## What to do
An exact copy of all entries is required.

## Given entries
——————————

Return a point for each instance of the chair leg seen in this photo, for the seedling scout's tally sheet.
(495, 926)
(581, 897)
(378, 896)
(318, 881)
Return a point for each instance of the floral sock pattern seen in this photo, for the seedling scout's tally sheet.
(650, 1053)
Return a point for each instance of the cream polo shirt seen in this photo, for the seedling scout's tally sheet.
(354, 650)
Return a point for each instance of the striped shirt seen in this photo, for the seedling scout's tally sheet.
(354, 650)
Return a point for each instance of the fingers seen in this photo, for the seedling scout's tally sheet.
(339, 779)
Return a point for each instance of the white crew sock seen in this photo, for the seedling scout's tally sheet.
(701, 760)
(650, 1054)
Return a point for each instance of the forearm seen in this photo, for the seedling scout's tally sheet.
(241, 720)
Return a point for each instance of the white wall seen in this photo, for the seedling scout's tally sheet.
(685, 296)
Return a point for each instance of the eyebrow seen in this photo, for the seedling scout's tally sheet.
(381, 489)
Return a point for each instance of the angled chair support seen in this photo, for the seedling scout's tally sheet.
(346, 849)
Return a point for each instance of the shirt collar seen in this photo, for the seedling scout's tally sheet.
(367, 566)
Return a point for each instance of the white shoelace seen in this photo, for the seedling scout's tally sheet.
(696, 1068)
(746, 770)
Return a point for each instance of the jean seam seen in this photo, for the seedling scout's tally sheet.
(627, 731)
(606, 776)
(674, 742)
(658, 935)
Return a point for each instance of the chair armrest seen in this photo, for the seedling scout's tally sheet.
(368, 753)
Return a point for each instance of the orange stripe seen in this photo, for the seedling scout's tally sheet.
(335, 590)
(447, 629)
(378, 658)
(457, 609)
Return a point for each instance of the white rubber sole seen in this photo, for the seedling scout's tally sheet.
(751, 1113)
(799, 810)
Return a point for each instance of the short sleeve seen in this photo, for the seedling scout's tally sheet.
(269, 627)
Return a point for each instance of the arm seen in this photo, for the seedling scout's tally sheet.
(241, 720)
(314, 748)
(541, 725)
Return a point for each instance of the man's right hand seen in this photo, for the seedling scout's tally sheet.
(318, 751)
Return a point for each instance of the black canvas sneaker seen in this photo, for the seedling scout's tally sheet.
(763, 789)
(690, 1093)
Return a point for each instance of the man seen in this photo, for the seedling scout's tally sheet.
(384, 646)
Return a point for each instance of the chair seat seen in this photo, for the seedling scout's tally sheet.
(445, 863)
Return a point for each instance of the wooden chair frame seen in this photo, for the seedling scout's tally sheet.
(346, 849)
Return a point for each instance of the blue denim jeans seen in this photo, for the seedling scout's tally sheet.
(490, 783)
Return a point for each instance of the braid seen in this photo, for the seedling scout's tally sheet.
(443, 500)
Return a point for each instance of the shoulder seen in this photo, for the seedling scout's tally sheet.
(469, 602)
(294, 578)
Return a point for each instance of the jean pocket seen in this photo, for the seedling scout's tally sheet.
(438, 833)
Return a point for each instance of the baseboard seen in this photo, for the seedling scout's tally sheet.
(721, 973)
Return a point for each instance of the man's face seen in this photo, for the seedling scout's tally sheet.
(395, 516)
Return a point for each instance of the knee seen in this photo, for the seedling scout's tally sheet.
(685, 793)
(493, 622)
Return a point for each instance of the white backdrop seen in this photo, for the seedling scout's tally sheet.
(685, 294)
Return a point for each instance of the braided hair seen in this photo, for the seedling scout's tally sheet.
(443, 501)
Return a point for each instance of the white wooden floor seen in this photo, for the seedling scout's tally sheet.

——————————

## Exercise answer
Return a point for each instance of the chair leg seen in this photo, for the seedling scout's tally sheet.
(495, 926)
(581, 897)
(378, 896)
(318, 881)
Return a point for each instance of the floral sock pattern seen in this photo, for the seedling scout's tally sheet.
(650, 1053)
Return a point for each instance of the cream polo shirt seen in this photo, for the seedling scout's tally sheet.
(354, 650)
Return a point for each instance of the striped shirt seen in this photo, for the seedling scout's tally sheet.
(354, 650)
Return a point for each instance of the fingers seen in this photo, for the seedling scout's tally sheet.
(339, 779)
Return a point for each instance of the white crew sock seen in this photo, for the seedling scout's tally sheet.
(701, 760)
(650, 1054)
Return a point for each instance of the forearm seen in this photo, for the seedling scout's tally sheet.
(241, 720)
Return a point for each instance of the white wall seen in this photo, for the seedling scout's tally sheet.
(685, 296)
Return a point for each instance of the eyebrow seen in this photo, for the seedling scout's tally sheet.
(381, 489)
Return a point for each instance of the angled chair support seen in this photo, for the seedling scout's tally sheet.
(346, 849)
Return a point for each instance of the shirt collar seen in this photo, for the seedling scout's tally sheet.
(367, 566)
Return a point for each instance of the white shoelace seen in this photo, for the seedling scout's tally sheet.
(696, 1068)
(746, 770)
Return a point for each instance of the jean seam seen in this photo, for the seedling scout's tally sheet.
(627, 731)
(606, 776)
(674, 742)
(658, 935)
Return a point for each instance of the chair armrest seen in this photo, for the seedling scout's tally sheet.
(368, 753)
Return a point for each instance of the orange stripe seen in this photo, for the seedling scout's tally sheet.
(335, 590)
(447, 629)
(378, 658)
(457, 609)
Return a point for each instance of the white rubber sole seen in this photo, for the seedling scout's tally sheet.
(751, 1113)
(799, 810)
Return a point for each instance of the short sleeve seen in this photo, for the seedling scout's tally sheet.
(269, 627)
Return a point for each instance of the arm seen in this photo, for the seedling scout's tally sheet.
(241, 720)
(314, 748)
(541, 725)
Return a point for each instance of the man's right hand seen in this photo, for the seedling scout's tally sheet.
(318, 751)
Return a point for each instance of the black canvas sneaker seen in this photo, for the seedling scout's tally sheet.
(763, 789)
(690, 1093)
Return a point for each instance of the man seen in this photo, for the seedling scout's tally sheet.
(384, 646)
Return a point for each instance of the chair seat seen in this photo, for the seedling scout's tally sheet.
(445, 863)
Return a point for each instance of the wooden chair frame seen in this photo, for the seedling scout's tally sheet.
(346, 849)
Return a point for each instance of the blue denim jeans seen in this photo, for the seedling scout's tally sheet.
(490, 783)
Return a point for each instance of the braid seen in this photo, for the seedling scout's tally sheet.
(443, 500)
Return a point for each instance of the shoulder seen in this photo, for the seedling scout's tally sheet.
(469, 602)
(294, 578)
Return a point for each instance of the jean pocket seen in this photo, for the seedling scout's tally sheet.
(438, 833)
Return a point for each instance of the baseboard seen in this photo, for the seedling scout's tally sheet.
(721, 973)
Return a point for each instance of the man's face seen in this photo, for the seedling scout's tally sheet.
(395, 516)
Return a point for each instance of the knee seen in this photo, for the seedling scout's tally sheet.
(685, 793)
(493, 622)
Return a point for each instance of the white backdrop seen in this photo, for the seedling scout's tally sheet.
(685, 294)
Return a point for each instance of the braided hair seen in this photo, for the seedling scout's tally sheet.
(443, 501)
Return a point for each instance of the white wooden floor seen in this photo, for the seedling scout's tally sheet.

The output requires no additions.